:: Records provided ::

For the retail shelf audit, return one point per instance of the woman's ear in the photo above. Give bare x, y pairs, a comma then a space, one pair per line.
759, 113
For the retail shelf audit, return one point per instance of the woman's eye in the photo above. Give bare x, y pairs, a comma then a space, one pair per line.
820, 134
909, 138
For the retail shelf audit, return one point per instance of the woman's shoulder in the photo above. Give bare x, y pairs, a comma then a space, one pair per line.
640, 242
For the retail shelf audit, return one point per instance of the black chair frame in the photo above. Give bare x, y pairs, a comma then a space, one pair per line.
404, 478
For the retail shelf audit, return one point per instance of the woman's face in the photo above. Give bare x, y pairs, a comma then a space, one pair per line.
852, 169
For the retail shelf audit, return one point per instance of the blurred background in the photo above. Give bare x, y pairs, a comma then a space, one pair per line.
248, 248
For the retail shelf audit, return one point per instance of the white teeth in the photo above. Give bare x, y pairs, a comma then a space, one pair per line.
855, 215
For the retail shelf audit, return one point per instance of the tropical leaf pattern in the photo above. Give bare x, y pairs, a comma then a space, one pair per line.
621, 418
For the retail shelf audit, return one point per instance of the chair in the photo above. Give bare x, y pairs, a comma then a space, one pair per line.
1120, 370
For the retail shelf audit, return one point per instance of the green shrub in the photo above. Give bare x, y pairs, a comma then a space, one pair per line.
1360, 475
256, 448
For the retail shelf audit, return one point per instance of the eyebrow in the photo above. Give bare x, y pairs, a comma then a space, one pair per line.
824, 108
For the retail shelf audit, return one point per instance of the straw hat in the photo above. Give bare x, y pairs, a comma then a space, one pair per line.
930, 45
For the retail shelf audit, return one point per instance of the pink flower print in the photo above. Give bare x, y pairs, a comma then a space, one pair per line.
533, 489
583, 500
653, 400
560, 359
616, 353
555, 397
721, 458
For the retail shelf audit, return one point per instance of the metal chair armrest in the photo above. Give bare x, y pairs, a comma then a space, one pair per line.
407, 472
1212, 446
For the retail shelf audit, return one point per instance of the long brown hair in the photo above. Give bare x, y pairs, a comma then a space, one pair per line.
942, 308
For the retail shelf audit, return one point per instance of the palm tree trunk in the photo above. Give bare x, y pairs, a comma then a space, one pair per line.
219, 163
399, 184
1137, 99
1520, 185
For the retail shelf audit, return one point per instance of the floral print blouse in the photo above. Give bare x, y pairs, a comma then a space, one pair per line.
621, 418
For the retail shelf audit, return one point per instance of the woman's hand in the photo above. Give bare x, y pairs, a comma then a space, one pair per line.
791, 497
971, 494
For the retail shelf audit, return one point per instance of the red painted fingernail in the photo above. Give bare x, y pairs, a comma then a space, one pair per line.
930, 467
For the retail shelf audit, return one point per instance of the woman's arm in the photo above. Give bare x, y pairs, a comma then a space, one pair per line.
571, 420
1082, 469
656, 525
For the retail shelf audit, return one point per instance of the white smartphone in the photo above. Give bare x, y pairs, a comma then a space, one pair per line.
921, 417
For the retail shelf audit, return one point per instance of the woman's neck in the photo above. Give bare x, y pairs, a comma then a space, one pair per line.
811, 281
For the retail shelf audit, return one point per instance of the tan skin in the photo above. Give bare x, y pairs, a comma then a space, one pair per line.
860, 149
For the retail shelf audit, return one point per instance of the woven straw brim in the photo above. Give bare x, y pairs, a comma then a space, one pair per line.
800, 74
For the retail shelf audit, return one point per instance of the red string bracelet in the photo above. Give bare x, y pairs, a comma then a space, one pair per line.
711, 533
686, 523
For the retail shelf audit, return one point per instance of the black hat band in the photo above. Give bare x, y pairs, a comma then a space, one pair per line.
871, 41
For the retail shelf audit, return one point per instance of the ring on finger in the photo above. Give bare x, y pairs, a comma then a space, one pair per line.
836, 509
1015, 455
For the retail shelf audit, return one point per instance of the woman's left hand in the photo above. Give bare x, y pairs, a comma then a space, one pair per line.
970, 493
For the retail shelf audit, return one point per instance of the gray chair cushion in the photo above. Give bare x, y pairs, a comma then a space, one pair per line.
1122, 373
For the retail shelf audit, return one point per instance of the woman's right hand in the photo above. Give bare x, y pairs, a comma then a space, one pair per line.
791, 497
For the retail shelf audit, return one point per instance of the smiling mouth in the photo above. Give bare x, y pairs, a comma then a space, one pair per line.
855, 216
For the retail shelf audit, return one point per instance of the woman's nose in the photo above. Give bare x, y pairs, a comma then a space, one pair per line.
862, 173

:::

* Set problem: Exactly as written above, please repeat the entries.

* Correct response:
For the retail shelf audit, return one point per instance of the woman's ear in the photo above. Give bare x, y pairs, a comma then a space, one pair per line.
759, 113
For the retail shelf audit, return one point per instance of the woman's eye in the photo above. Give bare x, y pairs, a comma then a space, one pair per line.
820, 134
909, 138
For the retail shelf audit, return one point per instance of the woman's shoulder in the photo above. Give bare x, y pairs, a comma then a space, one pair per line.
640, 242
For the retail shelf audit, return one point per instance of the black chair frame in the photo above. Give bare x, y pairs, a comma then a space, one pair per line.
404, 478
For the retail shelf audit, return one point per instance of the woman's face in the photo above. Give bare x, y pairs, a comma then a space, one pair per line.
852, 169
For the retail shelf audit, return one point per instance of the blurred background in the photo above. Give bare x, y pairs, a comma then a space, one pair per line.
248, 248
For the retail shelf audit, return one point per instance of the white teeth in the photo above. Give bare x, y pairs, a comma then a space, one pair per line.
855, 215
For the retail shelf audit, return one point per instance of the tropical leaf pattern in the photo above. Give bare x, y pairs, a comma then a space, one pair per line.
621, 418
For the retail shelf audit, return one point per instance of the chair in the photo above. Give bare x, y pairs, a comma then a space, one pair per line.
1120, 370
For the retail shelf audit, return one point per instance of the green shrub in the photo above. Give bare x, y pairs, a comma then a space, one pair per line.
1360, 475
256, 448
For the retail shelf audit, return one point per instance of the eyebrow in the photo above. Give bare x, y pairs, a comma then a space, one pair per line.
824, 108
For the retail shelf audit, return one point per instance of the straw hat in the photo above. Give bare x, y pairs, a comma then a space, one pair per line.
930, 45
For the retail shelf audit, return one point per instance of the pink flower print in the photo above. Give bare x, y pairs, a comma then a space, one pair per line.
533, 489
583, 500
653, 400
560, 359
616, 353
555, 397
721, 458
For the retail shelf audit, return one point per instance of the metal chair armrest in the photo above. Give bare x, y pairs, a comma then a space, one pair per line.
407, 472
1212, 446
For the retail shelf audit, return one point per instance of the long brown hair in the photo above. Give bare x, y pairs, a comma then a space, one pair per line.
942, 308
For the retail shelf audit, return one point per instance of the palm tree trunk in the photo above. Give bare x, y pairs, a comma then a space, one pair per line.
219, 163
399, 184
1137, 99
1520, 185
For the retail shelf audit, return one point per instance of the floral print blouse in the photo above. Give bare x, y pairs, a comma then a space, one pair per line.
621, 418
For the retail shelf audit, return one point per instance of the woman's hand in the photo above. Give bare x, y pairs, a comma then a space, one pair per line.
791, 497
971, 494
For the retail shelf audit, return one point per instance of the red painted fingernail in the photo above. Give bare x, y pairs, a comma then a space, one pair per line.
930, 467
For the retail shelf audit, return one point per instance of the woman's arm in the photo above. Give bare x, y pairs, a comma then a space, one pair per line.
571, 420
1082, 469
656, 525
For the retail shelf audit, return one point per instance of the white smartphone in the photo above. Give bare x, y pairs, a comma then a space, one pair per line.
921, 417
For the retail shelf audit, return one point per instance of the woman's neck in the photo above. Give bare x, y pairs, a comma then a space, one pair per line.
811, 281
For the retail shelf audit, return one point per instance of the tan skin in the photo above. Give bare x, y pairs, a comma then a space, one pair per line.
860, 149
For the retail shelf audit, return one point per instance of the woven straw brim in the photo above. Give bare x, y pairs, a comma then a space, one pair per line.
800, 74
For the retail shelf audit, return one point per instance of the red string bracelet in the photo above. Give bare x, y pairs, a comma then a space, one pair per line.
711, 533
686, 523
For the retail shelf audit, return one point per instance of the black hat band in the photo above. Give bare x, y pairs, a comma then a space, one pair per line.
871, 41
For the retail shelf audit, return one point per instance of the ring on finger in the photo above. Give bare x, y pairs, a comma then a space, one pair per line.
836, 509
1015, 455
For the retail shelf audit, return one point per instance of the woman's left hand in the photo above. Give bare x, y pairs, a comma then a space, one pair per line.
970, 493
For the retail shelf audit, return one point per instance of the gray chair cushion in the photo above. Give bare x, y pairs, a comma then a space, one pair per line.
1122, 373
For the retail shelf audit, return one point per instance of the woman's right hand in the photo above. Give bare x, y pairs, a comma then a space, one pair per line.
791, 497
For the retail shelf audit, return one point per instance of the smiling mouth in the photo above. Give bare x, y pairs, a comma then a space, one pair per line.
855, 216
For the retail shelf audit, return one point per instance of the woman's nose in the photo above. Give bare x, y pairs, a comma then a space, one pair per line.
862, 173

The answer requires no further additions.